# CONSIGNE 1:
Relevez toutes les épreuves cyclistes désignées par leur nom dans le portrait de Patricia Berthelier.
# CONSIGNE 2:
Poursuivez le portrait de Patricia Berthelier à partir de l’endroit où il s’arrête.

======== EXTRAIT DU DOCUMENT

Patricia Berthelier compte parmi les adeptes du bikepacking de la première heure. Pour cette prof d’anglais, figure de l’ultra distance sur deux roues, ce mode de portage offre la liberté d’aller vite et de rouler longtemps. Une pratique du vélo à son image, sportive, épurée, aventureuse. Portrait de cette amoureuse des chemins de traverse qui a 62 ans n’en a pas fini de risquer ses roues sur les épreuves les plus monumentales de la planète.
Le vélo comme dépassement de soi
On ne demande pas son âge à une grande dame. Elle le revendique. « J’ai 62 ans », annonce Patricia Berthelier. « Mais je n’ai vraiment commencé le vélo qu’autour de 40 ans. L’histoire classique d’une femme qui se marie et qui élève des enfants », relève-t-elle avec un brin d’ironie. Pour cette dévoreuse de kilomètres qui s’ignore encore, monter en selle fait alors figure de véritable défi. « J’ai beaucoup chuté, des erreurs d’apprentissage », se souvient-elle. En rejoignant un club de cyclotouristes, elle met réellement le pied à l’étrier. Les plus chevronnés qui s’entichent des cyclosportives l’entraînent dans leur sillage.
Après un an de pratique, elle s’aligne sur sa première épreuve : l’Etape du Tour. La découverte d’une certaine vision du vélo qui se nourrit de l’engagement physique, de l’accomplissement dans l’effort, du dépassement de soi. Un coup de foudre tardif qui se transforme en idylle passionnée dès lors qu’il s’agit d’enchaîner les bornes. « J’ai rapidement constaté que j’avais une attirance naturelle pour le long. J’étais à l’aise au-delà de 200 km. J’adorais passer des journées entières sur le vélo. Ça a toujours été mon truc ».
Des cyclosportives au vélo gravel et bikepacking
A l’époque, le Graal de la longue distance se nomme Paris-Brest-Paris, une épopée mythique de 1200 km enracinée dans l’histoire du cyclotourisme. Officiellement pas une course, mais une randonnée. Pour Patricia, un défi qu’elle envisage sous l’angle sportif… avec un œil sur le chrono. « Je l’ai fait en mode rapide en visant le délai inférieur », précise t-elle. Dans son élan, elle écume les quelques épreuves autour desquelles gravite le microcosme de l’ultra de l’époque. Mieux, elle y laisse son empreinte en triomphant régulièrement chez les féminines. « J’ai remporté le Raid Provence Extrême, puis le Raid Extrême Vosgien (REV). Je me suis aussi lancée sur la Race across the Alps (RATA), mais j’ai dû abandonner pour cause d’hypothermie ».

================
======== LISTE DES ENTRÉES

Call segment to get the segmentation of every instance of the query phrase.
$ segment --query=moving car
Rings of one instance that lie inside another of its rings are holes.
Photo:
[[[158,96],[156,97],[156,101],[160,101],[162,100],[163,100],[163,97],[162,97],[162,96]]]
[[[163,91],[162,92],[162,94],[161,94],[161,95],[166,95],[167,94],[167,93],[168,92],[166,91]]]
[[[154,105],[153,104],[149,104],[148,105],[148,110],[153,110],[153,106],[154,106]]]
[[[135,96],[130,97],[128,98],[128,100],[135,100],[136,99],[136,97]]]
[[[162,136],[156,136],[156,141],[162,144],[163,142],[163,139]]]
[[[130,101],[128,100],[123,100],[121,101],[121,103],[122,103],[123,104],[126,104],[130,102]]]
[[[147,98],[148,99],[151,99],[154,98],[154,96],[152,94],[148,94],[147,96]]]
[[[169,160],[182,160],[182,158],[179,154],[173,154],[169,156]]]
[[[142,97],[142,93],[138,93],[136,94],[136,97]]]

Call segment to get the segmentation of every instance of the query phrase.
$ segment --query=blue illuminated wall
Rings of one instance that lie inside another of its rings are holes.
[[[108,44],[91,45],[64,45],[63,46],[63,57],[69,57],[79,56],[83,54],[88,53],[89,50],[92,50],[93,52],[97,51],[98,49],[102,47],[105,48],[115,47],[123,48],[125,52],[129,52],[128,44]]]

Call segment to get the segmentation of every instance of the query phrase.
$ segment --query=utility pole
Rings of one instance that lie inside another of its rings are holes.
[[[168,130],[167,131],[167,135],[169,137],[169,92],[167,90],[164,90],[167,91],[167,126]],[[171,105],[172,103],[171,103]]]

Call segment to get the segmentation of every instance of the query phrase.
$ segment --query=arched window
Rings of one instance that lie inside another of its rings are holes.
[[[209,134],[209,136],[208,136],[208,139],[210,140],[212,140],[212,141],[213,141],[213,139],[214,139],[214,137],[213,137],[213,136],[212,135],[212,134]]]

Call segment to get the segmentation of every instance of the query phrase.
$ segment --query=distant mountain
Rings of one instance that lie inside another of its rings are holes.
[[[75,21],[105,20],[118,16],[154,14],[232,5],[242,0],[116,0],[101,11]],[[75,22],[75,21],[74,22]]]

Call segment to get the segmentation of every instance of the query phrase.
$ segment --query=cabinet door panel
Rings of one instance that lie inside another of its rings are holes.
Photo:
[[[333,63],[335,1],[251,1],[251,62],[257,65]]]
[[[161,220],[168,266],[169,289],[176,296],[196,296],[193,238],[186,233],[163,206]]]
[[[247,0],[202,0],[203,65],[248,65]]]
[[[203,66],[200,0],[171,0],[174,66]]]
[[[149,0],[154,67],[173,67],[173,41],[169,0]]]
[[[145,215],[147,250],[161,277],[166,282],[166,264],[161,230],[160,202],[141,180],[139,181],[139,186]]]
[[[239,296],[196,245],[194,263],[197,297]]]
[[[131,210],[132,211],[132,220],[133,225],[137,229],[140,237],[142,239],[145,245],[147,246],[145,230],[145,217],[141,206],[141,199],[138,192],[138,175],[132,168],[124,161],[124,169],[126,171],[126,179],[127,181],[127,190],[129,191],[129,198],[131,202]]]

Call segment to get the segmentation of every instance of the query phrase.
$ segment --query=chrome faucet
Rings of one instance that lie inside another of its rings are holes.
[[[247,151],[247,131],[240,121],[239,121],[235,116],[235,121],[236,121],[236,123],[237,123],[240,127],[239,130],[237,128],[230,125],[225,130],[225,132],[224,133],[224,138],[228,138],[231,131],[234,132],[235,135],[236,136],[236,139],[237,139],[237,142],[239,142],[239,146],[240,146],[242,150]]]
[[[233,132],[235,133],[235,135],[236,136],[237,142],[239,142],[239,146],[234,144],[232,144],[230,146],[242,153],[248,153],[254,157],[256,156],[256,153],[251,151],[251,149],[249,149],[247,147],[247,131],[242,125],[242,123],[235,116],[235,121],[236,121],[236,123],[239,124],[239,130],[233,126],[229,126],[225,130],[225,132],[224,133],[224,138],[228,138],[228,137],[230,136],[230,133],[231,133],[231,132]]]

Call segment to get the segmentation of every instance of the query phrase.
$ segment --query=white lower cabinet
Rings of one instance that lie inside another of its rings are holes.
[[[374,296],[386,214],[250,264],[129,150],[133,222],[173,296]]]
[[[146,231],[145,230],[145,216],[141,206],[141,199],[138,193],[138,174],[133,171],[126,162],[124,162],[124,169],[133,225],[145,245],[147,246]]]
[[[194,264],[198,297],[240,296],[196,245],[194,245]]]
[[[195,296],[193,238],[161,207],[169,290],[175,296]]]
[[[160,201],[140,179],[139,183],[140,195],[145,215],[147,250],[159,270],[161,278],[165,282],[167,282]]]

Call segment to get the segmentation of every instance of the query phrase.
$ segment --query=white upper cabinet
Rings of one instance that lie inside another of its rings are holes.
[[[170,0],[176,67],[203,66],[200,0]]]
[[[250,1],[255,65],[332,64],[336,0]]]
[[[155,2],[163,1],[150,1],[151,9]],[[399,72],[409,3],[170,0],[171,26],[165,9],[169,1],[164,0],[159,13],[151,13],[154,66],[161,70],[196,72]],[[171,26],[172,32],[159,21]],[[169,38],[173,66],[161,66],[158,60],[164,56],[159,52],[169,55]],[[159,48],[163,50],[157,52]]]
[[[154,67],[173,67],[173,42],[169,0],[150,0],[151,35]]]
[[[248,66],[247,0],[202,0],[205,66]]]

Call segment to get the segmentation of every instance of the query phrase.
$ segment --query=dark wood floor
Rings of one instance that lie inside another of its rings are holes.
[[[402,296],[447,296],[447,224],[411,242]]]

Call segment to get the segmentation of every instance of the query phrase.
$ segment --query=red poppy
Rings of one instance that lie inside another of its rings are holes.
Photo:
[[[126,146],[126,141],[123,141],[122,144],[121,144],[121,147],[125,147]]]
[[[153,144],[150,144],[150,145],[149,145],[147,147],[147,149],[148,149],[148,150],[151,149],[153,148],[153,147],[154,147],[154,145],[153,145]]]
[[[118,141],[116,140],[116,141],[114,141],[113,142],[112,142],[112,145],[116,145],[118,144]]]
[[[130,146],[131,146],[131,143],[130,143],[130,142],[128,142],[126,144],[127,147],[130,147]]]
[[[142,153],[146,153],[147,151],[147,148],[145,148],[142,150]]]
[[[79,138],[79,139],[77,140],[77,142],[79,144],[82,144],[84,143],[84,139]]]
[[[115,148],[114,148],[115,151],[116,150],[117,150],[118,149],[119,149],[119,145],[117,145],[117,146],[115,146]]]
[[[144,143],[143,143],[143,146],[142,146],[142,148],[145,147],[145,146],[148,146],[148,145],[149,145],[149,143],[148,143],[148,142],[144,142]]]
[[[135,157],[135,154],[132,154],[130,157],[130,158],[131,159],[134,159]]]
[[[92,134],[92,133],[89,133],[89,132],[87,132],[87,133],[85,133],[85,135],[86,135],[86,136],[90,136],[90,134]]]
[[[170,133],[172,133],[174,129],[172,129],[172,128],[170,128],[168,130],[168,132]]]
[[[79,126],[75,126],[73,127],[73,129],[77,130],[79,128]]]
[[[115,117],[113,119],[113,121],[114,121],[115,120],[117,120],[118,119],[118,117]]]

================

# RÉSULTAT 1:
- l’Etape du Tour
- Paris-Brest-Paris
- le Raid Provence Extrême
- le Raid Extrême Vosgien (REV)
- la Race across the Alps (RATA)

# RÉSULTAT 2:
Nous sommes à la fin des années 2000. Et la route soudain lui fait peur. Dans son entourage, certains payent de leur vie leur goût de l’asphalte. Elle est lasse de cette prise de risque qu’impose le goudron. « Je ne supportais plus la circulation et les dangers qu’impliquaient le fait de rouler la nuit. » Mais son amour pour le vélo est intact, alors elle chausse des pneus larges et cramponnés et prend la clé des champs.
Elle enfourche un VTT pendant plusieurs années, puis après une lourde chute qui lui laisse deux broches dans le poignet, elle s’essaye au gravel bike qui balbutie encore sous nos latitudes. « Je me suis dit c’est le compromis idéal, tentons pour voir. Et l’expérience a été géniale », s’enthousiasme-t-elle encore.
Le bikepacking : une inspiration venue d’Amérique
En parallèle, Patricia, qui exerce le métier de prof d’anglais, a pris l’habitude de parcourir la blogosphère américaine qui traite du vélo d’aventure. Elle y a repéré un phénomène en pleine émergence : le bikepacking. L’une des pionnières de la pratique répond au nom de Jill Homer. Cette journaliste qui vit alors en Alaska documente sur son site internet ses longues échappées en fatbike dans le Grand Nord glacé. « J’ai tout de suite été complètement passionnée, ça me paraissait totalement surréaliste de pouvoir progresser ainsi », se remémore Patricia. En 2011, la chroniqueuse outdoor d’outre-Atlantique publie un livre intitulé « Be brave, be strong » où elle narre ses aventures sur le Tour Divide, une course de près de 4500 km à travers les Rocheuses, qui fait aujourd’hui figure de mythe originel dans l’univers du bikepacking.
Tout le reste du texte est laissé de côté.